* **EXTRACT PROVIDED**:
================

Since this question is likely to be closed fast (it fits in well with the original idea of SO, but not with current "policy") I'm adding this answer quickly so that I can continue writing it. I disagree that strongly with current policy, for this particular kind of case. So…
About the topic.
Memory management is an extremely large topic. However, your questions about it, e.g. “does the memory start storing at address one”, concern the very basics. And this is small topic, possible to answer.
The C++ memory model.
/ Bytes.
As seen from the inside of a C++ program, memory is a not necessarily contiguous sequence of bytes. A byte is in this context the smallest addressable unit of electronic memory (or more generally of computer main memory, if other technologies should become popular), and corresponds to C++ char. The C++11 standard describes it thusly, in its §1.7/1:
“A byte is at least large enough to contain
any member of the basic execution character set (2.3) and the eight-bit code units of the Unicode UTF-8
encoding form and is composed of a contiguous sequence of bits, the number of which is implementation-defined”
Essential facts about C++ bytes:
A byte is at least 8 bits.
In practice it’s either 8 bits or 16 bits. The latter size is used on some digital signal processors, e.g. from Texas Instruments.
The number of bits per byte is given by CHAR_BIT.
This macro symbol is defined by the <limits.h> C header. It yields a value that can be used at compile time. An alternative way to designate that value is std::numeric_limits<unsigned char>::digits, after including the <limits> C++ header.
unsigned char is commonly used as a byte type.
All three variants of char, namely plain char, unsigned char and signed char, are guaranteed to map to byte, but there is no dedicated standard C++ byte type.
/ Locations.
A value of a built-in type such as double typically occupies a small number of bytes, contiguous in memory. The C++ standard, in its §1.7/3, refers to that, the bytes of a basic value, as a memory location. The essential fact about locations is that two threads can update separate memory locations without interfering with each other, but this is not guaranteed if they update separate bytes in the same memory location.
The sizeof operator produces the number of bytes of a value of a specified type.
By definition, in C++11 in §5.3.3/1, sizeof(char) is 1.
/ Addresses.
To quote the C++11 standard’s §1.7/1, “Every byte has a unique address.”.
The standard doesn’t define address further, but in practice, on modern machines the addresses that a C++ program deals with are bitpatterns of a fixed size, typically 32 or 64 bits.
When a C++ program deals directly with addresses it must do so via pointers, which are adresses with associated types. As a special case the pointer type void* represents untyped addresses, and as such must be able to store the largest address bitpatterns. Thus, on a modern machine CHAR_BIT*sizeof(void*) is in practice the number of bits of an address as seen from inside a C++ program.
Pointer values (addresses) are only guaranteed comparable via the built-in ==, < etc. if they point within the same array, extended with a hypothetical extra item at the end. However, the standard library offers a more general pointer comparision. C++ §20.8.5/8:
“For templates greater, less, greater_equal, and less_equal, the specializations for any pointer type
yield a total order, even if the built-in operators <, >, <=, >= do not.”
Thus depending on the machine addresses, as seen from C++, either are or can be mapped to integer values. But this does not mean that they can be mapped to int. Depending on the C++ implementation type int may be too small to hold addresses.

================

* **MATERIAL SUPPLIED**:
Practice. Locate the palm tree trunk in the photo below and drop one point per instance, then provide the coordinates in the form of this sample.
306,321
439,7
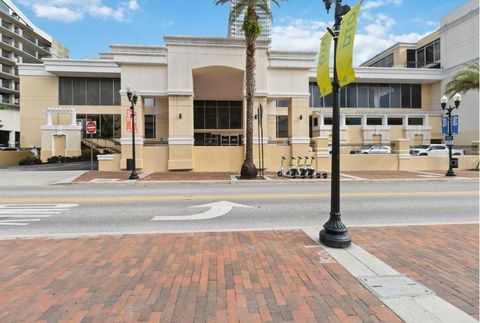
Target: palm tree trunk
249,171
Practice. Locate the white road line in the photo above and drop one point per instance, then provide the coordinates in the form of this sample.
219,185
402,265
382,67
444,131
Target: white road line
426,308
351,176
429,174
24,214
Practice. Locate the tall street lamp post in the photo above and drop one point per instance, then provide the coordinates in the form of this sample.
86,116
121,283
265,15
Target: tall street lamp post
335,233
457,98
133,97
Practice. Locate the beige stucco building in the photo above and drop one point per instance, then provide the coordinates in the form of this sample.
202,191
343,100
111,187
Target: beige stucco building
191,111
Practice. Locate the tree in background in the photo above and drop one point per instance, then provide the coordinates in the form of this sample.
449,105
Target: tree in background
252,29
464,81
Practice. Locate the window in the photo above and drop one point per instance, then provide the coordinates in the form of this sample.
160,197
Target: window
150,126
415,121
282,126
281,103
384,93
363,95
395,121
406,101
352,96
217,114
148,103
353,121
416,96
374,121
89,91
373,96
395,97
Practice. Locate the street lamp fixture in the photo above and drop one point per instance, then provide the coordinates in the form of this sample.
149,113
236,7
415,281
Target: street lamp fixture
335,233
132,98
444,100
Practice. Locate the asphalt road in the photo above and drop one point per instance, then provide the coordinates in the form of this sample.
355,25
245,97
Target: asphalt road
74,210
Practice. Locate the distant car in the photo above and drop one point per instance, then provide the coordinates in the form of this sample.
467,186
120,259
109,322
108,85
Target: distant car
434,150
9,149
372,149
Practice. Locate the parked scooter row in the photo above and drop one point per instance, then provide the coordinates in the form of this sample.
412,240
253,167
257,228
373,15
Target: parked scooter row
300,168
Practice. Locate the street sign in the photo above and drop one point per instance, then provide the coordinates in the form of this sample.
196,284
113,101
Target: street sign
91,127
444,125
455,125
454,162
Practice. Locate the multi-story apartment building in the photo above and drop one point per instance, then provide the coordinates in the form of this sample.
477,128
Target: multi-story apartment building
20,42
236,22
191,111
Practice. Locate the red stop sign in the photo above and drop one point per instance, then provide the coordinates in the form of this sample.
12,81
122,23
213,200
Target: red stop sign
91,127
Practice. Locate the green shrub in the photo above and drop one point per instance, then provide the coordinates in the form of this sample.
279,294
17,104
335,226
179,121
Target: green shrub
30,160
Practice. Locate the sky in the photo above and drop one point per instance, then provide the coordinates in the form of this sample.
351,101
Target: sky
87,27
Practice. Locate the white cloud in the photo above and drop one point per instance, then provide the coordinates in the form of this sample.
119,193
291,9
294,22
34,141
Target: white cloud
371,39
74,10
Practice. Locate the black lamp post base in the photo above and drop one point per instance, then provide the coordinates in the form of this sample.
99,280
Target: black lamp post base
133,176
335,239
450,173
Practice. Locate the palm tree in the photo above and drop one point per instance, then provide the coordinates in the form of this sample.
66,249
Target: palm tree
252,29
464,81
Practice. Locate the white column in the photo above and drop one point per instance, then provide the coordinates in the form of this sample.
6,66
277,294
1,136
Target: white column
425,120
11,139
364,120
74,118
321,121
49,117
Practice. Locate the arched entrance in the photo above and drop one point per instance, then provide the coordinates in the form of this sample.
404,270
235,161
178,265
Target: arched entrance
218,106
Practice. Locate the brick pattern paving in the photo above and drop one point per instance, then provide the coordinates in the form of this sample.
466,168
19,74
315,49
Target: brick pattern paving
221,277
226,176
444,258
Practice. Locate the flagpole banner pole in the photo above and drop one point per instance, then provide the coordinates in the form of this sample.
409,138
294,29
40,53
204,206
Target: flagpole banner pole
323,65
345,71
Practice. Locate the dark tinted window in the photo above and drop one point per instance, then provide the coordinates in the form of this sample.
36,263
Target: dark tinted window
351,121
415,121
416,96
362,95
65,91
149,126
406,101
282,126
374,121
395,121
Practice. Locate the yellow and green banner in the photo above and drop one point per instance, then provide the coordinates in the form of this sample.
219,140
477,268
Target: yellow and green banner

================

* **WORK INSTRUCTIONS**:
1) In the text on the C++ memory model, which macro gives the number of bits per byte?
2) Reproduce the passage of the C++ memory model text starting at "In practice it’s" and ending at "<limits> C++ header.".
3) Write the next part of the text on the C++ memory model, picking up right after its final sentence.

* **RESPONSES PER TASK**:
1) CHAR_BIT

2)
In practice it’s either 8 bits or 16 bits. The latter size is used on some digital signal processors, e.g. from Texas Instruments.
The number of bits per byte is given by CHAR_BIT.
This macro symbol is defined by the <limits.h> C header. It yields a value that can be used at compile time. An alternative way to designate that value is std::numeric_limits<unsigned char>::digits, after including the <limits> C++ header.

3)
There are very few guarantees about what direction addresses increase in, e.g. that subsequent varaible declarations give you locations with increasing addresses. However, there is such a guarantee for non-static data members that (C++03) have no intervening access specifier or (C++11) have the same access, e.g. public. C++11 §9.2/14:
“Nonstatic data members of a (non-union) class with the same access control (Clause 11) are allocated so
that later members have higher addresses within a class object.”
There is also such a guarantee for items of an array.
The literal 0, used where a pointer value is expected, denotes the nullpointer of the relevant type. For the built in relational operators C++ supports comparing a non-0 pointer to 0 via == and !=, but does not support magnitude comparisons. For absolute safety pointer comparisons can be done via e.g. std::less etc., as noted above.
/ Objects.
An object is “a region of storage”, according to C++11 §1.8/1. That paragraph also notes that an object “has a type”, which determines how the bits in the memory region are interpreted. In order to create an object you can simply declare a variable (a variable is an object with a name) or e.g. use a new-expression.
Worth noting:
A region, in the formal sense of the C++ standard, is not necessarily contiguous.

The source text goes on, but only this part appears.